▸ ASSIGNED TASK
Search the data for "pool". Return each matching line.

....

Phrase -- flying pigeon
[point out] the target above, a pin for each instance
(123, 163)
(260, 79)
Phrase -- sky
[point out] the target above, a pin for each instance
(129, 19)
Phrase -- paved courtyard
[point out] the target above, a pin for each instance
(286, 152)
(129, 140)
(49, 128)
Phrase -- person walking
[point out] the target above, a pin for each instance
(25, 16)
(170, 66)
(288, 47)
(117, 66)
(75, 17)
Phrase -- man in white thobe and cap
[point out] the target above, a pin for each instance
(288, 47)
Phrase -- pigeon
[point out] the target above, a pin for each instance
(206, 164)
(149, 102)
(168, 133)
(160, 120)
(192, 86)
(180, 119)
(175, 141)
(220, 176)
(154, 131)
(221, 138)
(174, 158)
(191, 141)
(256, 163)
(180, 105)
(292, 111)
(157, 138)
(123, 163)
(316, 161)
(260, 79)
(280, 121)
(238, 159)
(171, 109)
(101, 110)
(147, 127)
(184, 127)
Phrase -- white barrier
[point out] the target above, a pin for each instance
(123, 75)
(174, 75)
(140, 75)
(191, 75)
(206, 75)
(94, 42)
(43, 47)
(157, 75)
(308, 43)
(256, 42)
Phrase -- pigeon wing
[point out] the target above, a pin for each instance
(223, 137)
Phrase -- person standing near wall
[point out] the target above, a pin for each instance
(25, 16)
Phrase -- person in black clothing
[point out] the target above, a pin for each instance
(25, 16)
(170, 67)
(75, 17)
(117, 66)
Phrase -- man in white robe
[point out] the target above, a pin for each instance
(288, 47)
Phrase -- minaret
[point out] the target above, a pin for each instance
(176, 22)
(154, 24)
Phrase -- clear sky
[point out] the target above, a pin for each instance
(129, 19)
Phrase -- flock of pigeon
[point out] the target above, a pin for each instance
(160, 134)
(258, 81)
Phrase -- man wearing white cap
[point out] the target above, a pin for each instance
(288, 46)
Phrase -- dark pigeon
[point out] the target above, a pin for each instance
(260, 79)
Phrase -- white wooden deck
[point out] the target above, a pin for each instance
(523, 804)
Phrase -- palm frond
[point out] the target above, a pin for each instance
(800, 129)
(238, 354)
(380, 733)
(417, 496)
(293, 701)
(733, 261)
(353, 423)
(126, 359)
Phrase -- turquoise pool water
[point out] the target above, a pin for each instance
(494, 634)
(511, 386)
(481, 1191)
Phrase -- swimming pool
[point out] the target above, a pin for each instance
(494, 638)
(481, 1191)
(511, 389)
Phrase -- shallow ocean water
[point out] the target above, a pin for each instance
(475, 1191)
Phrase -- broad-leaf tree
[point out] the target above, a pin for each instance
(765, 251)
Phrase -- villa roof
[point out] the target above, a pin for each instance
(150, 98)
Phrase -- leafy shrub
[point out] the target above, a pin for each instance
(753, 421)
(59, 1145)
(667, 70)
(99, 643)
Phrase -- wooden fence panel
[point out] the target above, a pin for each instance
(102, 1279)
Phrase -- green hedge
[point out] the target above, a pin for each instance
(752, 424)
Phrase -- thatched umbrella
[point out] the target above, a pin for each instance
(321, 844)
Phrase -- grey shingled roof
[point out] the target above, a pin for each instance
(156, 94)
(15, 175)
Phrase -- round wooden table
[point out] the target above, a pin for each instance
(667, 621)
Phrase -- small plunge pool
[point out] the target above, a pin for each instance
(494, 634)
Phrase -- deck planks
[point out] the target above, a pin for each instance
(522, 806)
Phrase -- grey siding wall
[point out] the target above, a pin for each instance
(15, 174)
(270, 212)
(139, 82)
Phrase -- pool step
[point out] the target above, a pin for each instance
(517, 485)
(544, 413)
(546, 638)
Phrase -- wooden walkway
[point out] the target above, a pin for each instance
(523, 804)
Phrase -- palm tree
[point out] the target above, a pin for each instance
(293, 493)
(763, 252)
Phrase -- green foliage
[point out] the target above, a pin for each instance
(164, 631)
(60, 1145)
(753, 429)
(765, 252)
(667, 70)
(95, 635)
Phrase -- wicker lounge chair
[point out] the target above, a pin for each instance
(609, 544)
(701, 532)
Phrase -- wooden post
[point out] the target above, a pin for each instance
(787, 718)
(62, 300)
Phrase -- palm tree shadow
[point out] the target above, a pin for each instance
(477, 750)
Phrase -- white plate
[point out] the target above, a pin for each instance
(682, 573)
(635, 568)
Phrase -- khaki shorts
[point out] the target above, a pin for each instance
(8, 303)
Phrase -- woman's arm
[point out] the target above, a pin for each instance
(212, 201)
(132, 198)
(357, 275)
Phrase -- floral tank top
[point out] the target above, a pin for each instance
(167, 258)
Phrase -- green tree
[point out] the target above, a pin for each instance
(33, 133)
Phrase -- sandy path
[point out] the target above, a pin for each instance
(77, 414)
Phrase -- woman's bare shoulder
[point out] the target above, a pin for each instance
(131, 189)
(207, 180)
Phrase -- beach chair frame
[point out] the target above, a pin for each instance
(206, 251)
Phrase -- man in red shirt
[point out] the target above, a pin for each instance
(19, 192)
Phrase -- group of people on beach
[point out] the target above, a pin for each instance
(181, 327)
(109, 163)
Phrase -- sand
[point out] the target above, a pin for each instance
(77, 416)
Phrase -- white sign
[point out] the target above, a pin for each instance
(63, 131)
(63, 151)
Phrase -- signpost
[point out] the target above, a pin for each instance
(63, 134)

....

▸ RESPONSE AREA
Phrase -- turquoise pool water
Phrase -- swimming pool
Phrase -- small plunge pool
Phrase -- pool step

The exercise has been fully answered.